## begin Extract to read

In the European Convention on Human Rights, proportionality is one of main principles utilised by the European Court of Human Rights used for scrutinizing actions adopted by national authorities which restricts rights under the Convention [5] - the other is the margin of appreciation.
While the European Union has placed a consistent focus on the proportionality test in the context of policy issues, namely human rights, the proportionality test in the Australian context is a matter of constitutional interpretation with respect to legislative power under the Constitution. Unlike Europe, the proportionality test as a means to characterize whether Commonwealth legislation falls under a head of power under section 51 of the Constitution of Australia, [6] has attracted divergent viewpoints, in which Kirby J has remarked that the 'test has not enjoyed universal favour'. [7] However, Owen Dixon CJ made clear that 'the question is essentially one of connexion, not appropriateness of proportionality, and where a sufficient connexion is established, it is not for the Court to judge whether the law is inappropriate or disproportionate'. [8]
In criminal law, the principle of proportional justice is used to describe the idea that the punishment of a certain crime should be in proportion to the severity of the crime itself. In practice, systems of law differ greatly on the application of this principle. The principle of guilt is an absolute standard from which the 17th century Bloody Code of England emerged, which specified the death penalty even for minor crimes. In the 18th century Cesare Beccaria published On Crimes and Punishments which was to form the basis of penology based on the relative standard of culpability.
As a result, Jeremy Bentham developed the idea of the panopticon in which prisoners would simply be watched, rather than subjected to corporal punishment. The idea in practice became a cruel and ineffective corrective. In some systems, proportionality was interpreted as lex talionis , (an eye for an eye). In others, it has led to a more restrictive manner of sentencing: for example, all European Union countries have accepted as a treaty obligation that no crime warrants the death penalty, whereas some other countries in the world do use it.
In self-defense cases, the amount of force employed by the defender must be proportionate to the threatened aggressive force. If deadly force is used to defend against non-deadly force, the harm inflicted by the actor (death or serious bodily harm) will be greater than the harm avoided (less than serious bodily harm). Even if deadly force is proportionate, its use must be necessary. Otherwise, unlawful conduct will only be justified when it involves the lesser harm of two harmful choices. If countering with non-deadly force or with no force at all avoids the threatened harm, defensive use of deadly force is no longer the lesser evil of only two choices. Alternatives involving still less societal harm are available.
In United States Law, the United States Supreme Court proposed the Proportionality Doctrine in three cases during the 1980s, namely Enmund v. Florida (1982), Solem v. Helm (1983) and Tison v. Arizona (1987), to clarify this key principle of proportionality within the Cruel and Unusual Punishment Clause of the Eighth Amendment. The fundamental principle behind proportionality is that the punishment should fit the crime. In 1983, the U.S. Supreme Court ruled that courts must do three things to decide whether a sentence is proportional to a specific crime: [9]
Proportionality is also present in other areas of municipal law in the United States, such as civil procedure. For example, it is embodied in Fed.R.Civ.P. 26(b)(2)(C), which considers whether the burden or expense of the proposed discovery outweighs its likely benefit. [10] Proportionality is a key consideration in the discovery process, and has been applied to e-discovery, where it has been attributed with significant cost-savings. [11] It is likely that proportionality will be applied to new and developing areas of law, such as the law of legal technology.

## end Extract to read
## begin Given information

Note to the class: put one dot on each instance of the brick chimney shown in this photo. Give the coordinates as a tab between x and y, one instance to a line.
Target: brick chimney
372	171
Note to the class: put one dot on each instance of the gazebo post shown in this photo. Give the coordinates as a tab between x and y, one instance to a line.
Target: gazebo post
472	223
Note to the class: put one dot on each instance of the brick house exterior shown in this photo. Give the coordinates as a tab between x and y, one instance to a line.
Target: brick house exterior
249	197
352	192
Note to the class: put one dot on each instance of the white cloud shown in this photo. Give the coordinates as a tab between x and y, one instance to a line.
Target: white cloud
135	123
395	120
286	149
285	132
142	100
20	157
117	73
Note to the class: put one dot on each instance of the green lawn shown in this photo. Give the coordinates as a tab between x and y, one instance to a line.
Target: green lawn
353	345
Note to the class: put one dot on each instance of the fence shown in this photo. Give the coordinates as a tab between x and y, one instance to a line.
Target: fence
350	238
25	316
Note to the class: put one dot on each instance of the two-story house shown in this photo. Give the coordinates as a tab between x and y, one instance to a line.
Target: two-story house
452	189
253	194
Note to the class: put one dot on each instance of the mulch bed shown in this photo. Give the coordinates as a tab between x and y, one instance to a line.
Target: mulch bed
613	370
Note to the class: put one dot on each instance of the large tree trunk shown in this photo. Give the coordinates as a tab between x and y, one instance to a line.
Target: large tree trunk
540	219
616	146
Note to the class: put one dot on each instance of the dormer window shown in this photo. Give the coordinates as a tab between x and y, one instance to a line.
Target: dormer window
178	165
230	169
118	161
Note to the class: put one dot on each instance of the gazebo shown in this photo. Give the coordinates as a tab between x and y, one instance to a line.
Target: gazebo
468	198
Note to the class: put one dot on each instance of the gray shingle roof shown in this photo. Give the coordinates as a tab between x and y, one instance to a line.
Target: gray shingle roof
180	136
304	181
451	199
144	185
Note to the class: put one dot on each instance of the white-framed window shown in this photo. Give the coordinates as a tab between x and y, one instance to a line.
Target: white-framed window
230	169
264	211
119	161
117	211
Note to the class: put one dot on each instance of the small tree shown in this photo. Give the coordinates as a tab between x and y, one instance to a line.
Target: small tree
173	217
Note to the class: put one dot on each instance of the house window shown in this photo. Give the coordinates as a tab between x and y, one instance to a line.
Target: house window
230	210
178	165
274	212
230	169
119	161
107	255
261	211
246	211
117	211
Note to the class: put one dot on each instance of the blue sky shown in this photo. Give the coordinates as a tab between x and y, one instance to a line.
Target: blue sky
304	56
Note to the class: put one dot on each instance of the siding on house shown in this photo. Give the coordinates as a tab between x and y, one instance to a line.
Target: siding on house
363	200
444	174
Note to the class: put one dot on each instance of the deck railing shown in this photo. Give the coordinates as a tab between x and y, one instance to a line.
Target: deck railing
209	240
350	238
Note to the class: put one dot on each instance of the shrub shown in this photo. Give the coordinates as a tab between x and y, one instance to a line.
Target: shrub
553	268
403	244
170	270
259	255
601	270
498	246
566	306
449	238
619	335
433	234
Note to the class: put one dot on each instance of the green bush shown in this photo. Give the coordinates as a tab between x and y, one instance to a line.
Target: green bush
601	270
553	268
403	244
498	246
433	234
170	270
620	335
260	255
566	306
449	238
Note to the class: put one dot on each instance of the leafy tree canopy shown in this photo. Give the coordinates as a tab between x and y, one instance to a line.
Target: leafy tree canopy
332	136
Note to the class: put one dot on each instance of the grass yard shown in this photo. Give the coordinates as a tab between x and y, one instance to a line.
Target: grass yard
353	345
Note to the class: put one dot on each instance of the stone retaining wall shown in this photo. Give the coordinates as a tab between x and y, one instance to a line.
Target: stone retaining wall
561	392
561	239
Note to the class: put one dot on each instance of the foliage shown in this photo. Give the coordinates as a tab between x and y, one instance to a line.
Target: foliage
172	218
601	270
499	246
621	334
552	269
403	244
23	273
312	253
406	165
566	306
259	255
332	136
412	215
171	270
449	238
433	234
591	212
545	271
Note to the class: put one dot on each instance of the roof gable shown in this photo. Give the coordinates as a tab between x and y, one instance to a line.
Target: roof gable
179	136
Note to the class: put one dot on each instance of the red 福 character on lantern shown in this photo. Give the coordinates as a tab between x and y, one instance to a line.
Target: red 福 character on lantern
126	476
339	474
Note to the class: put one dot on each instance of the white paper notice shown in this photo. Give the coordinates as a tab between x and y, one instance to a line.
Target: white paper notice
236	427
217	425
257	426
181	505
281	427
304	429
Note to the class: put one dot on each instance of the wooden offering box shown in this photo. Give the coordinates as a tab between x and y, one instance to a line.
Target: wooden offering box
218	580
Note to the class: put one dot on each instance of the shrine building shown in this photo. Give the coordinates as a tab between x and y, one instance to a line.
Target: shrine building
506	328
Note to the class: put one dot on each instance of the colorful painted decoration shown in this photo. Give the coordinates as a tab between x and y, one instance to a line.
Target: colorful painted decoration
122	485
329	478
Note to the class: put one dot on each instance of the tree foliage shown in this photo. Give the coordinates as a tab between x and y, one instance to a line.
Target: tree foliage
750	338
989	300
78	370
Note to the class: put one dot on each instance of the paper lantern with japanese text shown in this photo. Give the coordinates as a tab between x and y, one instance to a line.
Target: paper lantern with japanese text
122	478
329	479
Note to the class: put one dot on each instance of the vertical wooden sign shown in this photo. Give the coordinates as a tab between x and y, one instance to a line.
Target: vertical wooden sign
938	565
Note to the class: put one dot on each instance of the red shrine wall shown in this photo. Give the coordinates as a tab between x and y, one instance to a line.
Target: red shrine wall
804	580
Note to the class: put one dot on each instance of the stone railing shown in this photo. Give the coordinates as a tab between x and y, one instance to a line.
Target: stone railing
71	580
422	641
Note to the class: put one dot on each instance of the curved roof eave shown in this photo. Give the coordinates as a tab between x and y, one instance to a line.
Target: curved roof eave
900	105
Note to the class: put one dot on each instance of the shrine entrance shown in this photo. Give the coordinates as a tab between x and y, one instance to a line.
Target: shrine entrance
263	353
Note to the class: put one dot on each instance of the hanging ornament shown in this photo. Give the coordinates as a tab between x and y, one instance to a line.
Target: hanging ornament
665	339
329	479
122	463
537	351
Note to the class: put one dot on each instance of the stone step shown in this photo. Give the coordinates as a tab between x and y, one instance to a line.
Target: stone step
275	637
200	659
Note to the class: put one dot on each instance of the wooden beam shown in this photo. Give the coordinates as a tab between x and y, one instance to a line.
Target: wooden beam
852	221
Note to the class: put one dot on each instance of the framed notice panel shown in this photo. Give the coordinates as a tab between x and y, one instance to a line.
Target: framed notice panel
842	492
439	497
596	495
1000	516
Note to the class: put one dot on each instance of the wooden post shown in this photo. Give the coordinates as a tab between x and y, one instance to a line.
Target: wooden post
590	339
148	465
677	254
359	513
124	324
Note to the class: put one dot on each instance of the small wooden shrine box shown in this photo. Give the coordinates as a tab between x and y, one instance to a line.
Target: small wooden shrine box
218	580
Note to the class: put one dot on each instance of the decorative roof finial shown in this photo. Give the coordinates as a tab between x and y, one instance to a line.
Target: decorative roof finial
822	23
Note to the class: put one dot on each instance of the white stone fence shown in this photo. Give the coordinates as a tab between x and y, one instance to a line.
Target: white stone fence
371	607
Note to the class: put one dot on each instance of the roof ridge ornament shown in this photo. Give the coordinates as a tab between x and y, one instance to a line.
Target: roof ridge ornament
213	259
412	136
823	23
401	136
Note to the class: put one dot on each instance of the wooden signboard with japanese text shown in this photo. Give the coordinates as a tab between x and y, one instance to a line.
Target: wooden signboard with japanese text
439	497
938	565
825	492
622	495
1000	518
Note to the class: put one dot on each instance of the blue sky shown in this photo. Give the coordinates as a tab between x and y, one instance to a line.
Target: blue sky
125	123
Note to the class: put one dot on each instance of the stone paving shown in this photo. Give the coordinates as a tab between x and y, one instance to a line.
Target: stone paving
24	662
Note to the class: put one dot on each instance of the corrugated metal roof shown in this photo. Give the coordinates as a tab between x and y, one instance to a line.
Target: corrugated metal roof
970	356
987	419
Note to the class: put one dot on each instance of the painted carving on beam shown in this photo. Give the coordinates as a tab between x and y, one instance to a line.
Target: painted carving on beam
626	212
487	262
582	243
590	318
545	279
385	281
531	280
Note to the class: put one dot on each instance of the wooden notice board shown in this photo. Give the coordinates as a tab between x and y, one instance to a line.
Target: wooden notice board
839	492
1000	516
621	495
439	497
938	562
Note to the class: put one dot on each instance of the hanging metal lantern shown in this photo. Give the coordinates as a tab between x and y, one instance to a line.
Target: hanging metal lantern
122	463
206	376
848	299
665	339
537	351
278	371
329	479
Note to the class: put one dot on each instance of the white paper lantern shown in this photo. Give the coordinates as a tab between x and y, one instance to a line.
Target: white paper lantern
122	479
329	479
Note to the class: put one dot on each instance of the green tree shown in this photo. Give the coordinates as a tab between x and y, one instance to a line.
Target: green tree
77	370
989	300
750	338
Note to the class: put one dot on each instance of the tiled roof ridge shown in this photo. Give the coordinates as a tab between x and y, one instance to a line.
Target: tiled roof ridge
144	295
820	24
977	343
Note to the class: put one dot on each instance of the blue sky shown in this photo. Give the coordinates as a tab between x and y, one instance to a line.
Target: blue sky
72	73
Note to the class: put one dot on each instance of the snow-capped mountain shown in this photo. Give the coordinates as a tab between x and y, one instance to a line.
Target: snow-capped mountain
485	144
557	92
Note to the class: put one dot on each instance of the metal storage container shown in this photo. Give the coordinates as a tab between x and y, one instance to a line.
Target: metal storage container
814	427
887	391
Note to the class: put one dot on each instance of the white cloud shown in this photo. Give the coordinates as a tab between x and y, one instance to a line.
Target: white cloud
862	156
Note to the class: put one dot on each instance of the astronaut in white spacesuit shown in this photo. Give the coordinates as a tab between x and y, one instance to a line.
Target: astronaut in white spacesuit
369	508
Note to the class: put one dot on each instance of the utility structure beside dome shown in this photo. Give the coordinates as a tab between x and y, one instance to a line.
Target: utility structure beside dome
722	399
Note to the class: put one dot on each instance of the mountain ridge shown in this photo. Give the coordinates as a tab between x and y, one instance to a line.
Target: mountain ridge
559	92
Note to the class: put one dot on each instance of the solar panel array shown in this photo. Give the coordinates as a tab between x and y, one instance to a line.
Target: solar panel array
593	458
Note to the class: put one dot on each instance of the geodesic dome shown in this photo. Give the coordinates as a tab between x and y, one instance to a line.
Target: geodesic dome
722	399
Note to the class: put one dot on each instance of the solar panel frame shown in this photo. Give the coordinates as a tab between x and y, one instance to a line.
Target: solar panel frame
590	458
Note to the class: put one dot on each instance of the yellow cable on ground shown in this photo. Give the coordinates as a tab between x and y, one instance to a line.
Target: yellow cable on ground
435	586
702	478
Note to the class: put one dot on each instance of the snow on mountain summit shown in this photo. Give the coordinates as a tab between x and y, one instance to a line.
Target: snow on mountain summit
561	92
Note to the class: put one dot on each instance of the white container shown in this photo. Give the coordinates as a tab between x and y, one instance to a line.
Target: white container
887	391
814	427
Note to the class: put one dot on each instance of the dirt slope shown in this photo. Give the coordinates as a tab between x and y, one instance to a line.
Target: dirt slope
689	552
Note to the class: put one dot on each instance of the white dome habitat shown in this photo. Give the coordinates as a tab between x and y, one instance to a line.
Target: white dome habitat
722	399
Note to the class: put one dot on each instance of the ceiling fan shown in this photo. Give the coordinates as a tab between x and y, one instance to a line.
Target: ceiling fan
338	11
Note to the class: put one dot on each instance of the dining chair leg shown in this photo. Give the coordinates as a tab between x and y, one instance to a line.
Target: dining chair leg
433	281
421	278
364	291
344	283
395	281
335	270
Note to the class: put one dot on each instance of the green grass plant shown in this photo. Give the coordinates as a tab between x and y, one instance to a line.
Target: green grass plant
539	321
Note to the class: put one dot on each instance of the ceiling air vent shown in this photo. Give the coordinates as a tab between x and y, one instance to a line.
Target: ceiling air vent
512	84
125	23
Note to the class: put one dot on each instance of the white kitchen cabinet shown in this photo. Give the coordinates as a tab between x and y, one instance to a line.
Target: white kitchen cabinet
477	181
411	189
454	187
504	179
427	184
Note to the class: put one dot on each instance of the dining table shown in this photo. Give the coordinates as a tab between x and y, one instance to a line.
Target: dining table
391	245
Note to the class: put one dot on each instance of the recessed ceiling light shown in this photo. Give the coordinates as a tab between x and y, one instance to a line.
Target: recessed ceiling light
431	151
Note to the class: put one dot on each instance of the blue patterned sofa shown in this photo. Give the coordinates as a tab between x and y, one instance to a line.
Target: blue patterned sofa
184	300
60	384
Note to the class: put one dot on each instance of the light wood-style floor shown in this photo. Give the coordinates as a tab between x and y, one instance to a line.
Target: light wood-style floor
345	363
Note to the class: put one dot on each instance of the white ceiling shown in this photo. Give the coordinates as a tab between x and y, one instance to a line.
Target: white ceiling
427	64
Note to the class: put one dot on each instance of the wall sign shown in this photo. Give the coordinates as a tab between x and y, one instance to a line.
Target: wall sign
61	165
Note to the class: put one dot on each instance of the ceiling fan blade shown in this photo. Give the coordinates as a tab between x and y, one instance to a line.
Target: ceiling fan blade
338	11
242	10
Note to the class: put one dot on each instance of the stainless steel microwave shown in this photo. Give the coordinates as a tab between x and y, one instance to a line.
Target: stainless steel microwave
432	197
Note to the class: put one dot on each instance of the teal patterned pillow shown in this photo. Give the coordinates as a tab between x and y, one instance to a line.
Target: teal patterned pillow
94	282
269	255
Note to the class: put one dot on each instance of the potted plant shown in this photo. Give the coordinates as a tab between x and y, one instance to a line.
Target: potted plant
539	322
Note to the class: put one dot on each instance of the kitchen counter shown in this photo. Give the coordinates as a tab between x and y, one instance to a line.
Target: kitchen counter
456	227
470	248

## end Given information

▸ **Aim**:
Write the next part of the passage on proportionality in law, starting after its last sentence. None of the data is needed here.

▸ **Result for this exercise**:
The harm caused to protected civilians or civilian property must be proportional and not "excessive in relation to the concrete and direct military advantage anticipated" by an attack on a military objective. [12] [13]
Luis Moreno-Ocampo was the Chief Prosecutor at the International Criminal Court who investigated allegations of war crimes during the 2003 invasion of Iraq. He published an open letter containing his findings; in a section titled "Allegations concerning War Crimes", he elucidates this use of proportionality:
Under international humanitarian law and the Rome Statute, the death of civilians during an armed conflict, no matter how grave and regrettable, does not in itself constitute a war crime. International humanitarian law and the Rome Statute permit belligerents to carry out proportionate attacks against military objectives, [12] even when it is known that some civilian deaths or injuries will occur. A crime occurs if there is an intentional attack directed against civilians (principle of distinction) (Article 8(2)(b)(i)) or an attack is launched on a military objective in the knowledge that the incidental civilian injuries would be clearly excessive in relation to the anticipated military advantage (principle of proportionality) (Article 8(2)(b)(iv)).
Article 8(2)(b)(iv) criminalizes:
Intentionally launching an attack in the knowledge that such attack will cause incidental loss of life or injury to civilians or damage to civilian objects or widespread, long-term and severe damage to the natural environment which would be clearly excessive in relation to the concrete and direct overall military advantage anticipated;
Article 8(2)(b)(iv) draws on the principles in Article 51(5)(b) of the 1977 Additional Protocol I to the 1949 Geneva Conventions, but restricts the criminal prohibition to cases that are "clearly" excessive. The application of Article 8(2)(b)(iv) requires, inter alia , an assessment of:
(a) the anticipated civilian damage or injury;
(b) the anticipated military advantage;(c) and whether (a) was "clearly excessive" in relation to (b).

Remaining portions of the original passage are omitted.